-- START OF THE INPUT --

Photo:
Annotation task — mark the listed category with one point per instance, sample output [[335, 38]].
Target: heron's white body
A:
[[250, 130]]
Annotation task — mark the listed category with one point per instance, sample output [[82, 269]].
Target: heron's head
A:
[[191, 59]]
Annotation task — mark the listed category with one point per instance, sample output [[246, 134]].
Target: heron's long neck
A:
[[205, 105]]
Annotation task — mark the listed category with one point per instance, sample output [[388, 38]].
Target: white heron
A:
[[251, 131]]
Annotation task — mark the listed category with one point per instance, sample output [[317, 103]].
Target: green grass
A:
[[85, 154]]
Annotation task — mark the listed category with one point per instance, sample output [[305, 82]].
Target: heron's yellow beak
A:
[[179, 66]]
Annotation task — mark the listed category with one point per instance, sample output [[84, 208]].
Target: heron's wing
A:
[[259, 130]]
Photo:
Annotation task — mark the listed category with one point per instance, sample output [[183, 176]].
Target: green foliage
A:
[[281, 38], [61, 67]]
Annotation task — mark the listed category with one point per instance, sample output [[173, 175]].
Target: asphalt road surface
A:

-- END OF THE INPUT --

### PROMPT
Turn all the rows above into a numbered list, leaving out blank lines.

### SOLUTION
1. Photo:
2. Annotation task — mark the listed category with one point per instance, sample output [[335, 38]].
3. Target: heron's white body
4. A:
5. [[250, 130]]
6. Annotation task — mark the listed category with one point per instance, sample output [[82, 269]].
7. Target: heron's head
8. A:
9. [[191, 59]]
10. Annotation task — mark the listed category with one point per instance, sample output [[246, 134]].
11. Target: heron's long neck
12. A:
13. [[205, 105]]
14. Annotation task — mark the listed category with one point per instance, sample output [[388, 38]].
15. Target: white heron
16. A:
17. [[251, 131]]
18. Annotation task — mark the listed category with one point per instance, sample output [[317, 103]].
19. Target: green grass
20. A:
21. [[85, 154]]
22. Annotation task — mark the listed category with one point per instance, sample output [[305, 82]].
23. Target: heron's yellow beak
24. A:
25. [[179, 66]]
26. Annotation task — mark the listed category with one point per instance, sample output [[84, 208]].
27. Target: heron's wing
28. A:
29. [[259, 130]]
30. Photo:
31. Annotation task — mark the listed category with one point per instance, sample output [[183, 176]].
32. Target: green foliage
33. A:
34. [[281, 38], [61, 67]]
35. Annotation task — mark the listed category with one point per instance, sample output [[173, 175]].
36. Target: asphalt road surface
37. A:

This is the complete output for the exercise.